**REQUIREMENTS**
Write the line that includes "Practice. Place a marker on each instance of the small" and all subsequent lines, exactly as written, and nothing more.

**INPUT RECORDS**
- - -

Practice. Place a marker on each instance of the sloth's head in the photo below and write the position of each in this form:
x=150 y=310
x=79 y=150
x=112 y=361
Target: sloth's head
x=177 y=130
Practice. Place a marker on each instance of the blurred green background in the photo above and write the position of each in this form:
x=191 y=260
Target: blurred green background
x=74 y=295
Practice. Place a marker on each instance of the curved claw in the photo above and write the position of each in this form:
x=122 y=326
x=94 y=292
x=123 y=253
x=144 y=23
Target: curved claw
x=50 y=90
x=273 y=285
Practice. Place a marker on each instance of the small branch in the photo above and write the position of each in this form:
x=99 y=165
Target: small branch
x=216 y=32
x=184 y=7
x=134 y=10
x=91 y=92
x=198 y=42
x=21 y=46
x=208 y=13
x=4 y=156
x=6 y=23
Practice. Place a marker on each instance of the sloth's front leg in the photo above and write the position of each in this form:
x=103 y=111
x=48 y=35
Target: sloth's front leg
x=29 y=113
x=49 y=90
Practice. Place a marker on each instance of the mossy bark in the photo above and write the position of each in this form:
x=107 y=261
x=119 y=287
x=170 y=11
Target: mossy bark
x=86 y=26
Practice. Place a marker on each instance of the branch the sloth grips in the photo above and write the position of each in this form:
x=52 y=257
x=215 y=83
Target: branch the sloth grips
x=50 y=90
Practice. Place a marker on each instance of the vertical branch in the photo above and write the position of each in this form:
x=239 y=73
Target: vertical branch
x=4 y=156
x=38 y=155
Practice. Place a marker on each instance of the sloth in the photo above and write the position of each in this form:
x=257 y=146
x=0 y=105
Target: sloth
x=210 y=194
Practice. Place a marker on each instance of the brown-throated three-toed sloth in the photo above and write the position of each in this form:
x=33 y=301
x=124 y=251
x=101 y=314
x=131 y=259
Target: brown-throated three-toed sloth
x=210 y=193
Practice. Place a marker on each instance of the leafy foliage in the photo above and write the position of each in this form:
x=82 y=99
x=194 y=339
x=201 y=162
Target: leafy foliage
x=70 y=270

- - -

**SOLUTION BELOW**
Practice. Place a marker on each instance of the small branch in the photo above and write the position of each in this form:
x=99 y=165
Target: small branch
x=216 y=32
x=184 y=7
x=134 y=10
x=91 y=92
x=198 y=42
x=21 y=46
x=208 y=13
x=4 y=156
x=6 y=23
Practice. Place a marker on each instance of the sloth's front leg in the photo above and write the position of each in this form:
x=103 y=111
x=48 y=35
Target: sloth's front leg
x=29 y=113
x=49 y=90
Practice. Place a marker on each instance of the mossy bark in the photo above and write the position of each in this form:
x=107 y=261
x=119 y=287
x=170 y=11
Target: mossy bark
x=86 y=26
Practice. Place a marker on each instance of the branch the sloth grips in the photo above and write the position of each in this form:
x=52 y=257
x=215 y=83
Target: branch the sloth grips
x=50 y=90
Practice. Place a marker on each instance of the vertical branch in the photo above and write the position of each in this form:
x=239 y=73
Target: vertical branch
x=4 y=156
x=38 y=155
Practice. Place a marker on each instance of the sloth in the photo above and write the position of each in this form:
x=257 y=146
x=0 y=105
Target: sloth
x=210 y=194
Practice. Place a marker on each instance of the brown-throated three-toed sloth in the photo above and write the position of each in this form:
x=33 y=301
x=124 y=251
x=101 y=314
x=131 y=259
Target: brown-throated three-toed sloth
x=210 y=193
Practice. Place a marker on each instance of the leafy foliage in the photo above and write the position of each in this form:
x=82 y=99
x=194 y=339
x=201 y=162
Target: leafy foliage
x=70 y=270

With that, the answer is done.